## REQUIRED WORK
Leaving out the pictures, retype all the material exactly.

= = = = = = =

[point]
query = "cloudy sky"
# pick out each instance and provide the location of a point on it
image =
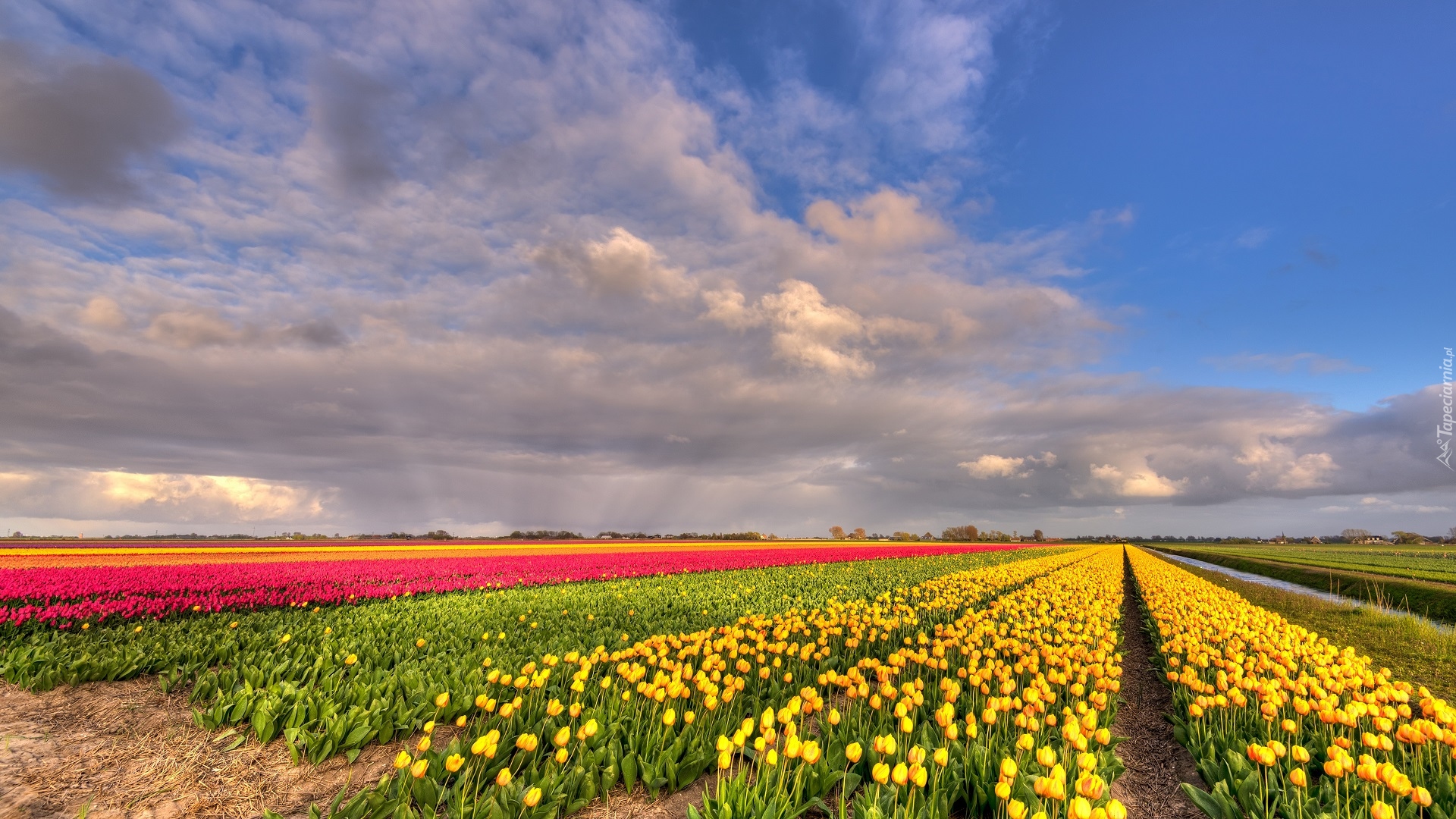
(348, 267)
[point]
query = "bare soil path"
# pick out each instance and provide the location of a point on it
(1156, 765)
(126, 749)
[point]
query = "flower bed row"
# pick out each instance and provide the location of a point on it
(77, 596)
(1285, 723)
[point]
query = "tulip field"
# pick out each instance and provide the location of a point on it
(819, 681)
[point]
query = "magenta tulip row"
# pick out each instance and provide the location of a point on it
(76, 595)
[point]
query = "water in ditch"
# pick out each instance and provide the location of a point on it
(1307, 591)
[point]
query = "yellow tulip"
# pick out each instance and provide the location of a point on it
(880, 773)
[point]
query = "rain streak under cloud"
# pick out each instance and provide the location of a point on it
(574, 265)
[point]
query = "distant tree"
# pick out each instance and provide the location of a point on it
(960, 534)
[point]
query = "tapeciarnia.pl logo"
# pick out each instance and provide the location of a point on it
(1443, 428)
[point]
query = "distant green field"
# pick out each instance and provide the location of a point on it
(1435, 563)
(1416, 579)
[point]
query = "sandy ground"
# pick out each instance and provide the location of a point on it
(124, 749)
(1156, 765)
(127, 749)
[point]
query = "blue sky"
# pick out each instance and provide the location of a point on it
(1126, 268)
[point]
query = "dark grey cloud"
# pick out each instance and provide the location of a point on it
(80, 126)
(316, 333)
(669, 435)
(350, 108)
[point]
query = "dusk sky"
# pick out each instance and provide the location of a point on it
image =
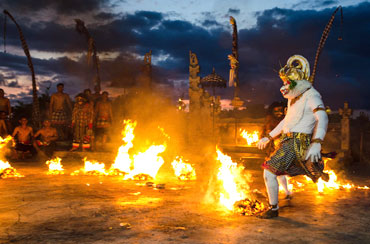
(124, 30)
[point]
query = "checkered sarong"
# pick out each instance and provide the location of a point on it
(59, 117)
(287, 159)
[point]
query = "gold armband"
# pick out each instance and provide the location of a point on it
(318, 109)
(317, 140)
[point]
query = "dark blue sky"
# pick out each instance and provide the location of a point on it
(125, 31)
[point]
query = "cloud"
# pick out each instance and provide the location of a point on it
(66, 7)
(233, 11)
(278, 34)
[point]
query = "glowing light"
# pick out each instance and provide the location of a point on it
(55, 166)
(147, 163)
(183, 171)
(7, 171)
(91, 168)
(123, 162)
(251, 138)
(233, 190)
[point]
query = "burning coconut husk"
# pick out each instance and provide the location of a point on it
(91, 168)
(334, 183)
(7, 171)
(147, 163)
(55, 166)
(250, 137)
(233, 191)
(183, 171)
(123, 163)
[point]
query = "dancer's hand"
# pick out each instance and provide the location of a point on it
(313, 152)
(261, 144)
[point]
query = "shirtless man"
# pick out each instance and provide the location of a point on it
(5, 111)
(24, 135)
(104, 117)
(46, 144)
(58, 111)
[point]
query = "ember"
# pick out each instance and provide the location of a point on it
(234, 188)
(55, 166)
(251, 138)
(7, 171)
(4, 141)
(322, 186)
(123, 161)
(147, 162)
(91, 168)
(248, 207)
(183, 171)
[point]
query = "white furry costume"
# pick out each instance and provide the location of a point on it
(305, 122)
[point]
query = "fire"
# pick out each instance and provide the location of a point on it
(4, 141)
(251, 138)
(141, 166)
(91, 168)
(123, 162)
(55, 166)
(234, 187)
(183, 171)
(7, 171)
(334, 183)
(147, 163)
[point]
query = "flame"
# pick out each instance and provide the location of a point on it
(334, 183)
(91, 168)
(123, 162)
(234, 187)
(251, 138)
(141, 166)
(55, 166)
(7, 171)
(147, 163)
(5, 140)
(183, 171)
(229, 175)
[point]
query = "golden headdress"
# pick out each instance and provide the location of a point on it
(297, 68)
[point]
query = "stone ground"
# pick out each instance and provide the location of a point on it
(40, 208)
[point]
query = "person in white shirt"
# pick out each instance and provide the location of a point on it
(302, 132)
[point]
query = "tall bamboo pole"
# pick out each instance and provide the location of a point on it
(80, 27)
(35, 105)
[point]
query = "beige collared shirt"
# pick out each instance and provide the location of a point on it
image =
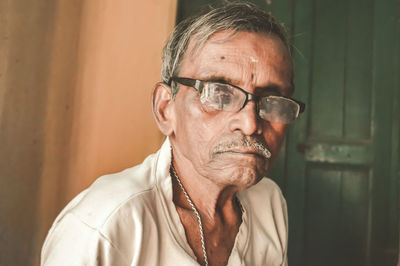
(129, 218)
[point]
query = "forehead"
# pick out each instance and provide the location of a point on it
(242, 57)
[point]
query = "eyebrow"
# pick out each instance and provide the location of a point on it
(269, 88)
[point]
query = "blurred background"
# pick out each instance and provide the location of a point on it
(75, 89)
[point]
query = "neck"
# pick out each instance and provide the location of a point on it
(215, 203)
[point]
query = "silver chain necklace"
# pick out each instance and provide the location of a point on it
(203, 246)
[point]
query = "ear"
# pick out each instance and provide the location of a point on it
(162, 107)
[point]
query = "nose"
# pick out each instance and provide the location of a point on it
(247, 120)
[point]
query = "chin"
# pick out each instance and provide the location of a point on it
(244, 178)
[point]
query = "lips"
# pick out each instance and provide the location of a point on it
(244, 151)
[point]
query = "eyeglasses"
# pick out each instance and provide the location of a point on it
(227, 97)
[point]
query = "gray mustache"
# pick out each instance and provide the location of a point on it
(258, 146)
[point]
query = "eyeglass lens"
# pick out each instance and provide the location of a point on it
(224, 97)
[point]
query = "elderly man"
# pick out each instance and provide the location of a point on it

= = = = = = =

## ANSWER FOR THIS EXERCISE
[point]
query = "cloudy sky"
# pick out each instance and provide the location of a point on it
image =
(348, 267)
[point]
query = "bare soil path"
# pick out each instance and provide the location of a point on it
(1156, 765)
(126, 749)
[point]
query = "flower bed row"
# pick out each instance and provide the location of a point on it
(77, 596)
(1285, 723)
[point]
query = "tulip field"
# pick out each instance and provide the location of a point on it
(819, 681)
[point]
query = "magenta tulip row"
# pick out each instance and provide the location of a point on it
(76, 595)
[point]
query = "water in ditch"
# pick out each instance and provide the location of a point on it
(1307, 591)
[point]
query = "yellow tulip"
# pick out each instance and provide the location of a point on it
(880, 773)
[point]
query = "rain streak under cloud"
# pick out each instance and provide the location of a point on it
(574, 265)
[point]
query = "distant tree"
# pick out each instance and provide the location of a point on it
(960, 534)
[point]
query = "tapeciarnia.pl logo"
# pick out each instance and provide the location of a point on it
(1443, 428)
[point]
query = "distant green field"
# pick out each instance and provide the location of a point on it
(1435, 563)
(1416, 579)
[point]
query = "sandy ground"
# pick out each instance and provide the location of a point on it
(124, 749)
(1156, 765)
(127, 749)
[point]
query = "blue sky"
# pick out each instance and provide the location of a point on it
(1126, 268)
[point]
query = "dark grey cloud"
# pick out each instance and provide the location of a point on it
(80, 126)
(316, 333)
(669, 435)
(350, 108)
[point]
query = "dusk sky"
# pick out each instance and provide the location of a point on it
image =
(124, 30)
[point]
query = "checkered sarong"
# pick out each instance and provide the location of a point on it
(59, 117)
(287, 159)
[point]
query = "gold armband"
# pick out each instance and provide the location of a point on it
(318, 109)
(317, 140)
[point]
query = "dark blue sky"
# pick out each instance and provide the location of a point on it
(125, 31)
[point]
query = "cloud"
# pick out each instance and provide the location of a point on it
(66, 7)
(233, 11)
(278, 34)
[point]
query = "glowing light"
# pick out each instance and provide the location of a point on it
(55, 166)
(147, 163)
(183, 171)
(7, 171)
(91, 168)
(123, 162)
(251, 138)
(233, 190)
[point]
query = "burning coconut husk"
# pick out each instance and provide the location of a point on it
(91, 168)
(334, 183)
(7, 171)
(147, 163)
(55, 166)
(250, 137)
(233, 191)
(183, 171)
(123, 163)
[point]
query = "dancer's hand"
# pick out each instance and provide the location of a point on it
(313, 152)
(261, 144)
[point]
query = "shirtless man"
# pick out each instance and provide the location of a point on it
(5, 111)
(24, 135)
(104, 117)
(46, 144)
(58, 111)
[point]
query = "ember"
# pick out each instance and provide the location of a point on it
(234, 188)
(55, 166)
(251, 138)
(7, 171)
(4, 141)
(322, 186)
(123, 161)
(147, 162)
(91, 168)
(248, 207)
(183, 171)
[point]
query = "white furry costume"
# pick out each instance and provide the location of a point on it
(305, 122)
[point]
query = "fire"
# pick out each instance and provide the location of a point on it
(4, 141)
(251, 138)
(141, 166)
(91, 168)
(123, 162)
(55, 166)
(234, 187)
(183, 171)
(7, 171)
(334, 183)
(147, 163)
[point]
query = "flame"
# pick out each instance and provide the location of a point on it
(334, 183)
(91, 168)
(123, 162)
(234, 187)
(251, 138)
(141, 166)
(55, 166)
(7, 171)
(147, 163)
(5, 140)
(183, 171)
(229, 175)
[point]
query = "golden headdress"
# pick out each instance and provide the location of a point on it
(297, 68)
[point]
query = "stone ground"
# pick out each instance and provide the location of a point on it
(40, 208)
[point]
query = "person in white shirt"
# pick out each instance and provide the location of a point on it
(302, 132)
[point]
query = "tall bamboo pole"
# pick out each instance and provide the location of a point on it
(80, 27)
(35, 105)
[point]
query = "beige collared shirt"
# pick out each instance and provide the location of a point on it
image =
(129, 218)
[point]
query = "forehead"
# pick out each instance and provide the location of a point on it
(242, 57)
[point]
query = "eyebrow"
# pick out each instance and provide the location of a point on it
(269, 88)
[point]
query = "blurred background"
# pick out each instance and provide the location of a point on it
(75, 89)
[point]
query = "neck"
# pick out each instance and provide the location of a point on it
(215, 203)
[point]
query = "silver chain necklace"
# pick out each instance and provide the location of a point on it
(203, 246)
[point]
query = "ear"
# pick out each instance and provide the location of a point on it
(162, 107)
[point]
query = "nose"
# pick out each instance and provide the location of a point on it
(247, 120)
[point]
query = "chin"
# pick out each instance and provide the location of a point on it
(244, 178)
[point]
query = "lips"
# pick out each instance and provide the location of a point on it
(244, 151)
[point]
query = "eyeglasses"
# pick out each instance and provide the location of a point on it
(227, 97)
[point]
query = "gray mustache"
# pick out each instance and provide the location of a point on it
(258, 146)
[point]
query = "eyeglass lens"
# pick out each instance and provide the location of a point on it
(224, 97)
[point]
query = "elderly man"
# pick out each instance and provide the location of a point on it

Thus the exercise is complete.